[start of DATA SECTION]
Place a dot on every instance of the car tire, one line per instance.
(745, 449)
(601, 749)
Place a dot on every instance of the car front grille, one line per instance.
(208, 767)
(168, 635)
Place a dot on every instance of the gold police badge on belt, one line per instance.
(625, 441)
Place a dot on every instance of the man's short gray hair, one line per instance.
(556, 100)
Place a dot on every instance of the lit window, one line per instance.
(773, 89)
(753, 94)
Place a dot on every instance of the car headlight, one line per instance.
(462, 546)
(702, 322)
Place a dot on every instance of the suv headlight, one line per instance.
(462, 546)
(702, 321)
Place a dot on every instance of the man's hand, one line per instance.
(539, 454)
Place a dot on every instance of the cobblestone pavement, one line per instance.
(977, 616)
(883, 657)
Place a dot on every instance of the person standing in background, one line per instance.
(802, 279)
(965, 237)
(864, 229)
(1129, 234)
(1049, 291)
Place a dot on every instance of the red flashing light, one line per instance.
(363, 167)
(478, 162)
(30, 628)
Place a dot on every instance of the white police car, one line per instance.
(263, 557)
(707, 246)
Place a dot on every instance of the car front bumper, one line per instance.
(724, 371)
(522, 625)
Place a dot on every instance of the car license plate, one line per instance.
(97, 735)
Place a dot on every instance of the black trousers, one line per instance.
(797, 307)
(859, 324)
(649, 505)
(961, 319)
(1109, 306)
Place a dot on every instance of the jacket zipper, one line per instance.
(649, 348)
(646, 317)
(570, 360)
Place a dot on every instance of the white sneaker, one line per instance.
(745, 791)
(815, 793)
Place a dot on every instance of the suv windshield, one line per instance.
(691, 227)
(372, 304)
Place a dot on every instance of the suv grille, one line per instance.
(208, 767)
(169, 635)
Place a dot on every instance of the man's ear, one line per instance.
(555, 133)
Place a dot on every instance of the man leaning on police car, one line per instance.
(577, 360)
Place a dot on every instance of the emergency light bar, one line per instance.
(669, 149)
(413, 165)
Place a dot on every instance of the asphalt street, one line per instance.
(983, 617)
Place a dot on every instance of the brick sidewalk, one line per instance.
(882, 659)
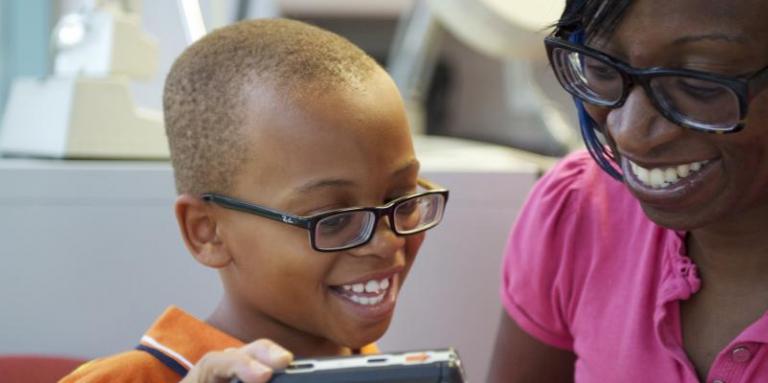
[end of DATA SECTION]
**INSTRUCTION:** Arrange the entries from the line with "Place a dot on every instance of the suv headlight, one" to the line with "(1109, 306)" as a two-column CSV headed label_text and points. Give one row per entry, put each field in quotes, and replace line breaks with spaces.

**FULL SOLUTION:**
label_text,points
"Place a dot on every instance of the suv headlight, one line per instance.","(462, 546) (702, 321)"
"Place a dot on every instance of the man's hand, one line per instance.","(539, 454)"
"Place a dot on every instance of the cobblestone pavement, one line per instance.","(977, 616) (883, 657)"
"Place a dot on every instance of the person standing in background, one line per instance.","(802, 279) (965, 237) (864, 229) (1129, 234) (1049, 291)"
"Place a dot on every instance of the red flashing light, one line per instance.","(363, 167) (478, 162) (30, 628)"
"Place a dot on every instance of the white police car, one line per instance.","(263, 557) (707, 246)"
"Place a dot on every instance of the car front bumper, one line per instance.","(724, 371) (522, 625)"
"Place a dot on every instance of the car license plate, one line per instance.","(97, 735)"
"Place a dot on every instance of the black trousers, one line per instance.","(797, 307) (859, 324) (649, 505) (961, 319) (1109, 306)"